Text shown:
'''

Decoding Data: Empowering Health Care Providers and Patients with Tech Literacy

Opinon by: Carrie Boericke

Artificial intelligence has suddenly been integrated into virtually every part of our lives. It’s drawing us into conversations with companies that we visit online. It’s being used to impersonate political figures, to embarrass celebrities, and often to do our work by drafting emails, blogs, and speeches. I’ve even had to alter my university course on healthcare informatics because students were using AI to complete their homework. The stakes are even higher for the use of data in healthcare. That’s why it’s important for everyone to have a basic grounding in artificial intelligence and the algorithms used to make important decisions about care. Understanding how these tools are trained and where they can go wrong is crucial to using them safely and fairly. As part of a Public Health Informatics & Technology (PHIT) program designed to train students in data science, analysis, and visualization skills, I teach an introductory course on the use of data in health care including the perils and promise of artificial intelligence. This program is open to health care professionals and others looking to gain skills in this area, and it provides important perspective for anyone living in a world increasingly touched by AI.

By now, most people have heard of ChatGPT, the large language model that is trained on vast amounts of data to enable it to generate human-like text. Large language models are already being used in health care for things like medical transcription or assisting with patient communication.

The integration of data and technology in health care extends far beyond text generation. Artificial intelligence is increasingly playing a pivotal role in things like detecting cancerous polyps on a colonoscopy. Data analysis can also delve into medical records to identify people at risk for heart disease or osteoporosis, create personalized cancer treatments for a specific tumor, or help predict a disease outbreak in a community.

Paired with medical devices, data analytics can do things like track blood oxygen levels. A pulse oximeter attached to a finger, toe or earlobe measures oxygen in your blood – providing important information about how well your lungs and heart are working. While it is not always obvious how these technologies work, it is important to understand their capabilities and limitations. Bias can creep into systems in unexpected ways.

For instance, pulse oximeters have been used for decades to collect data to inform patient care. Only last year, after questions mounted during the COVID pandemic about their accuracy in patients with darker skin, did the Food and Drug Administration begin to rethink guidance about their use. In other cases, existing biases can be inadvertently built into algorithms, leading to disparate health outcomes for certain groups –often communities of color. For example, an algorithm that was designed to predict when a woman who previously delivered a baby by C-section could safely go through a vaginal delivery was found to overestimate the risk of a subsequent vaginal delivery for Black and Hispanic women. So, for more than a decade,doctors followed this algorithm and performed numerous unneeded C-sections on women of color.

As we find more medical uses for AI, it’s important to make sure that biases like these don’t become ingrained in models used to make life-changing decisions. Insisting on “explainable AI” is one way to ensure we can spot biases like this more quickly. Explainable AI forces machine learning algorithms to show their work, so that human users have a better understanding of the source of the results and can evaluate their reliability.

'''

Requirement 1: Output the portion of the AI-in-health-care text that starts with "The integration of" and goes on through "in a community.", keeping every word and punctuation mark as it appears.
Requirement 2: In the AI-in-health-care text, what error did the algorithm for women with a previous C-section make for Black and Hispanic women?

Provided data:

'''

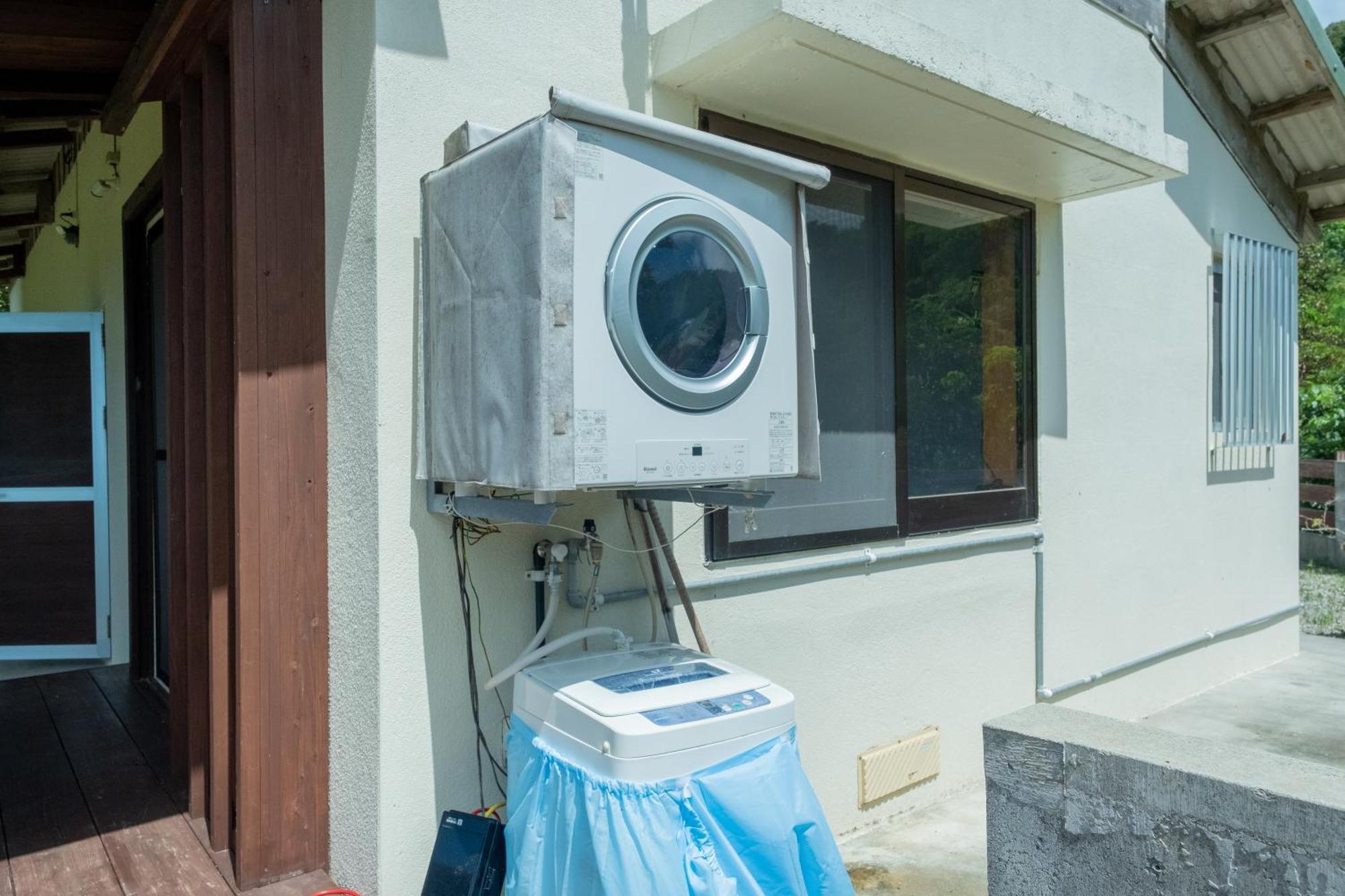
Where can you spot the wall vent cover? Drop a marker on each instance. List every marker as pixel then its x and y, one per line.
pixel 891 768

'''
'''

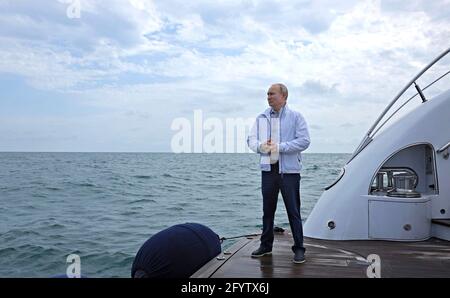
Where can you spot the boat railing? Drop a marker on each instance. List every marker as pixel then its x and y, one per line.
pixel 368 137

'''

Solution 1:
The integration of data and technology in health care extends far beyond text generation. Artificial intelligence is increasingly playing a pivotal role in things like detecting cancerous polyps on a colonoscopy. Data analysis can also delve into medical records to identify people at risk for heart disease or osteoporosis, create personalized cancer treatments for a specific tumor, or help predict a disease outbreak in a community.

Solution 2: It overestimated the risk of a subsequent vaginal delivery for them.